_What is needed:_
In the records below, change every "Ground all instances of" to "Mark every instance of" and copy all other lines unaltered, leaving out the pictures.

_Data supplied:_
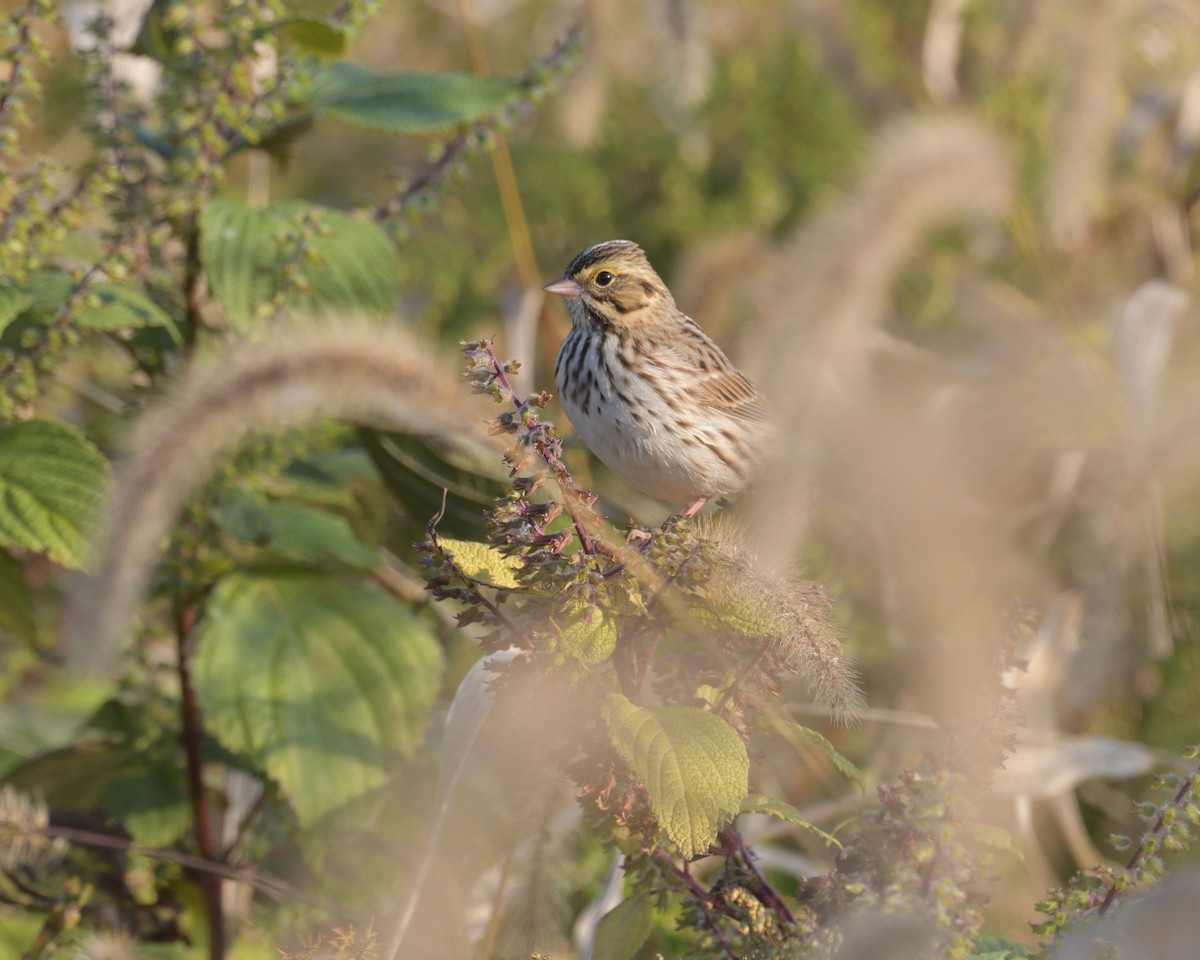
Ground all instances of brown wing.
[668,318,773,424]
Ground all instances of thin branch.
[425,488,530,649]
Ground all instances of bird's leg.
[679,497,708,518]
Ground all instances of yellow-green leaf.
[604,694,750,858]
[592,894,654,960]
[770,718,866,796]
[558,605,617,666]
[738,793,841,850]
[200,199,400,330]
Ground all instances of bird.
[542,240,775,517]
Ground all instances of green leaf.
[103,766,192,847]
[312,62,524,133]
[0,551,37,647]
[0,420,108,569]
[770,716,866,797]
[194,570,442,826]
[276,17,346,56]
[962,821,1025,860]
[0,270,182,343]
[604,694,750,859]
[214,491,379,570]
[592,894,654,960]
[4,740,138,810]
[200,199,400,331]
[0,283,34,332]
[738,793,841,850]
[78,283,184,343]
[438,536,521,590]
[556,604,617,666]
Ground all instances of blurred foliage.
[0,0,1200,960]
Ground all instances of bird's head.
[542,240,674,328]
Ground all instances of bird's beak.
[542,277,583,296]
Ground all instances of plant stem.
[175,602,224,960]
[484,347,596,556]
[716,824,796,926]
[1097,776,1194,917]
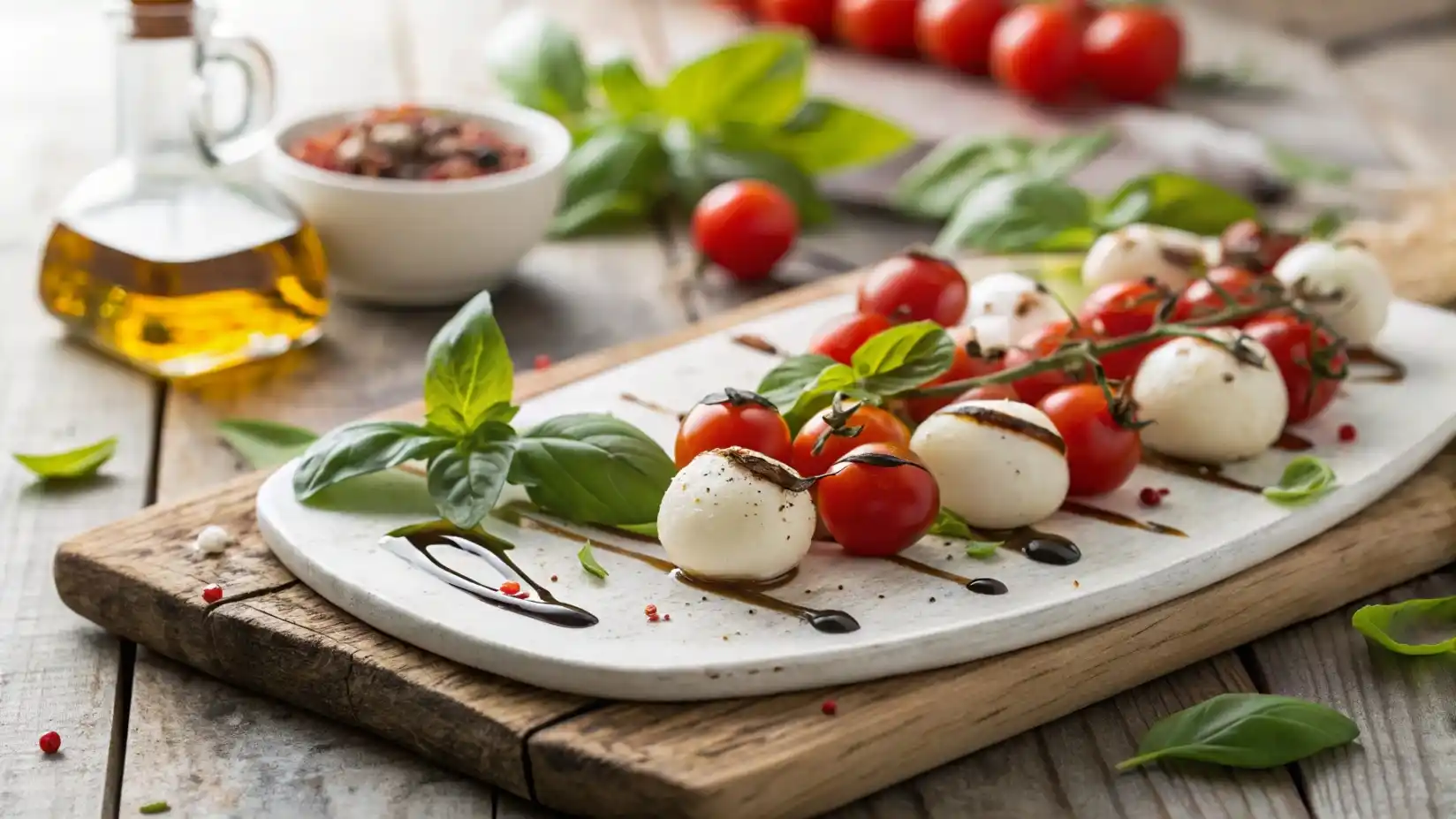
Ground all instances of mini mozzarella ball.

_Solved problem:_
Mark every instance of brown wing.
[668,318,773,424]
Mark every instance of thin branch.
[425,488,530,649]
Mark every instance of bird's leg.
[679,497,708,518]
Mark every instance of yellow-green leaf.
[604,694,750,858]
[592,894,654,960]
[770,718,866,796]
[558,605,617,666]
[738,793,841,850]
[200,199,400,330]
Mark every instance of bird.
[542,240,775,517]
Mark every instance of green leaf.
[103,766,192,847]
[312,62,524,133]
[0,551,37,647]
[0,420,108,569]
[770,716,866,797]
[194,570,442,826]
[276,17,346,56]
[962,821,1025,860]
[0,270,182,343]
[604,694,750,859]
[214,491,379,570]
[592,894,654,960]
[4,740,138,810]
[200,199,400,331]
[0,283,34,332]
[738,793,841,850]
[78,283,184,343]
[438,536,521,590]
[556,604,617,666]
Mark every instance of blurred foliage.
[0,0,1200,960]
Mark every instance of bird's head.
[542,240,674,328]
Mark every instance of bird's beak.
[542,277,583,296]
Mark every instance of plant stem.
[175,602,224,960]
[484,347,596,556]
[716,824,796,926]
[1097,776,1194,917]
Mark every instance of mini mozzarella ball.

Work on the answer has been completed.